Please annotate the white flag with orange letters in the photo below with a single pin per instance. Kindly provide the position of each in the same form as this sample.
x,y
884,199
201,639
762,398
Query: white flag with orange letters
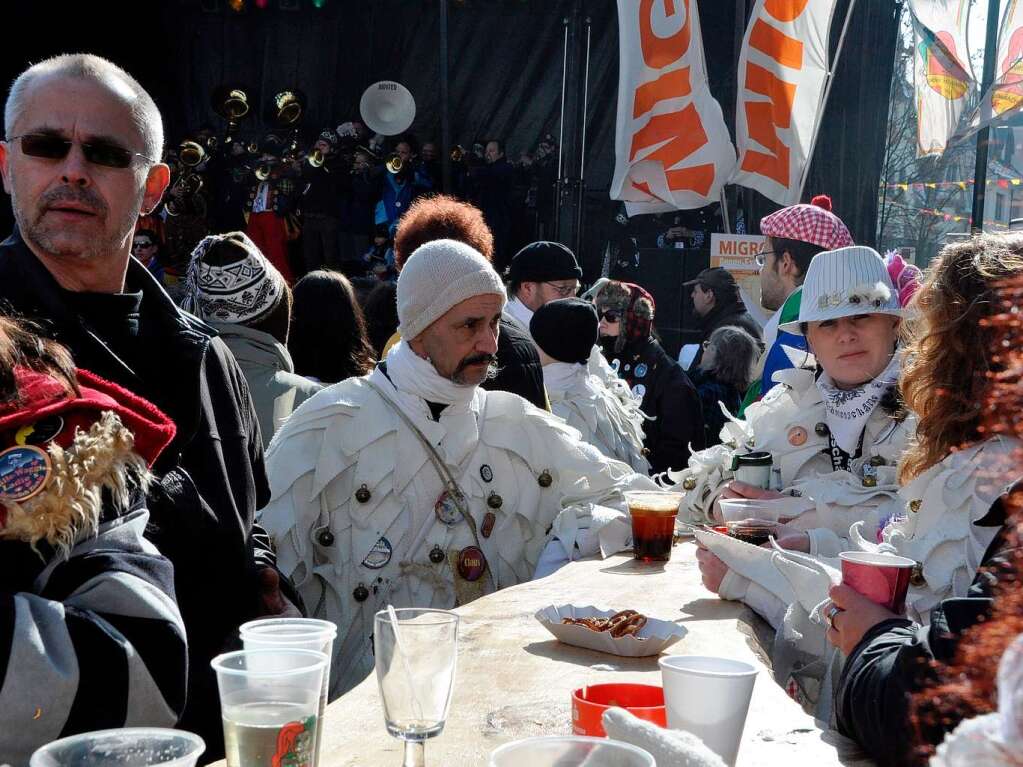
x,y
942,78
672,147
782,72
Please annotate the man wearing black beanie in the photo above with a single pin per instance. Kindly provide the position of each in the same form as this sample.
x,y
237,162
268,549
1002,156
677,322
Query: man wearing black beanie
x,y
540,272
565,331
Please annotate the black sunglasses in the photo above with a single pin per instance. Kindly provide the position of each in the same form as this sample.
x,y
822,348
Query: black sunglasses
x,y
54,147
# # # # # # #
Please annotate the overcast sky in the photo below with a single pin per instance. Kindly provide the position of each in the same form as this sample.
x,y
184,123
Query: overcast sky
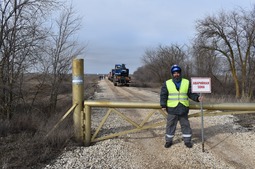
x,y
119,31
# # # # # # #
EXERCISE REQUIREMENTS: Pick out each line of the material above that contains the string "orange". Treat uppercase and lowercase as different.

SOLUTION:
Please annotate the white flag with orange letters in the photo below with a single pin per instance. Kindly provide the position of each in the same form as this sample.
Query: white flag with orange letters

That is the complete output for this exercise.